§ SHORT TASK 1: In the recusal text, what words did Cass Gilbert etch into the western façade of the Supreme Court Building?

§ SELECTED TEXT:
● ● ●

A Judge’s Neutrality: Recusal in the Supreme Court

Impartiality and equality in the eyes of the law are the cornerstones of the American justice system. In fact, when Cass Gilbert designed the Supreme Court Building in Washington D.C. he etched “Equal Justice Under Law” into the western façade of the building, highlighting the importance of this guiding principle[i]. Ensuring the impartiality of judges is a key aspect of safeguarding this important American ideal.

Recent cases in which Supreme Court justices have refused to recuse themselves when a bias was perceived has led some legal scholars to question the extent to which equality exists in our nation’s highest court[ii]. Under the current judicial disqualification system, when there may be a conflict of interest, it is up to the individual justices to determine their ability to hear a case without prejudice[iii]. By human nature, the justices are likely to give themselves the benefit of the doubt and hear the case. In order to create a more perfect system and move us closer to our guiding principles, Congress must implement a system for judicial disqualification for the Supreme Court that removes the justice in question from the decision making process.

● ● ●

(Excerpt from a data file)
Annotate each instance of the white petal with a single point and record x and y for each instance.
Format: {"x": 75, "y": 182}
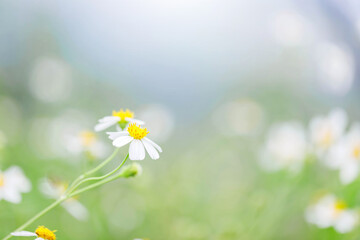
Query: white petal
{"x": 151, "y": 150}
{"x": 338, "y": 120}
{"x": 114, "y": 135}
{"x": 349, "y": 172}
{"x": 76, "y": 209}
{"x": 106, "y": 122}
{"x": 136, "y": 150}
{"x": 122, "y": 140}
{"x": 11, "y": 194}
{"x": 24, "y": 234}
{"x": 139, "y": 122}
{"x": 346, "y": 221}
{"x": 152, "y": 143}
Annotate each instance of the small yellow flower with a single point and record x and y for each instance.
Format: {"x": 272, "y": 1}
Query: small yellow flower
{"x": 45, "y": 233}
{"x": 42, "y": 233}
{"x": 120, "y": 118}
{"x": 136, "y": 136}
{"x": 137, "y": 132}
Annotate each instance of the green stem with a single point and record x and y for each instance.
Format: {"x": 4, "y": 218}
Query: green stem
{"x": 88, "y": 173}
{"x": 98, "y": 178}
{"x": 33, "y": 219}
{"x": 75, "y": 183}
{"x": 97, "y": 184}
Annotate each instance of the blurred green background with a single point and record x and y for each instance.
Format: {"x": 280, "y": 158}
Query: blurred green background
{"x": 209, "y": 78}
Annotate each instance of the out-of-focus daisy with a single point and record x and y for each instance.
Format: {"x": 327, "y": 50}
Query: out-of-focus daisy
{"x": 55, "y": 189}
{"x": 136, "y": 136}
{"x": 325, "y": 131}
{"x": 345, "y": 155}
{"x": 42, "y": 233}
{"x": 121, "y": 119}
{"x": 86, "y": 142}
{"x": 330, "y": 212}
{"x": 285, "y": 147}
{"x": 12, "y": 183}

● ● ●

§ SHORT TASK 2: In the entries, switch "daisy" to "blossom" in the lines from the one containing "Annotate each instance of the out-of-focus" through the end of the entries, leaving everything else unchanged, and give back only those lines.

§ FINAL RESULT 1: "Equal Justice Under Law"

§ FINAL RESULT 2:
Annotate each instance of the out-of-focus blossom with a single point and record x and y for each instance.
Format: {"x": 327, "y": 50}
Query: out-of-focus blossom
{"x": 55, "y": 189}
{"x": 136, "y": 136}
{"x": 325, "y": 131}
{"x": 345, "y": 155}
{"x": 42, "y": 233}
{"x": 121, "y": 119}
{"x": 86, "y": 142}
{"x": 330, "y": 212}
{"x": 285, "y": 147}
{"x": 12, "y": 183}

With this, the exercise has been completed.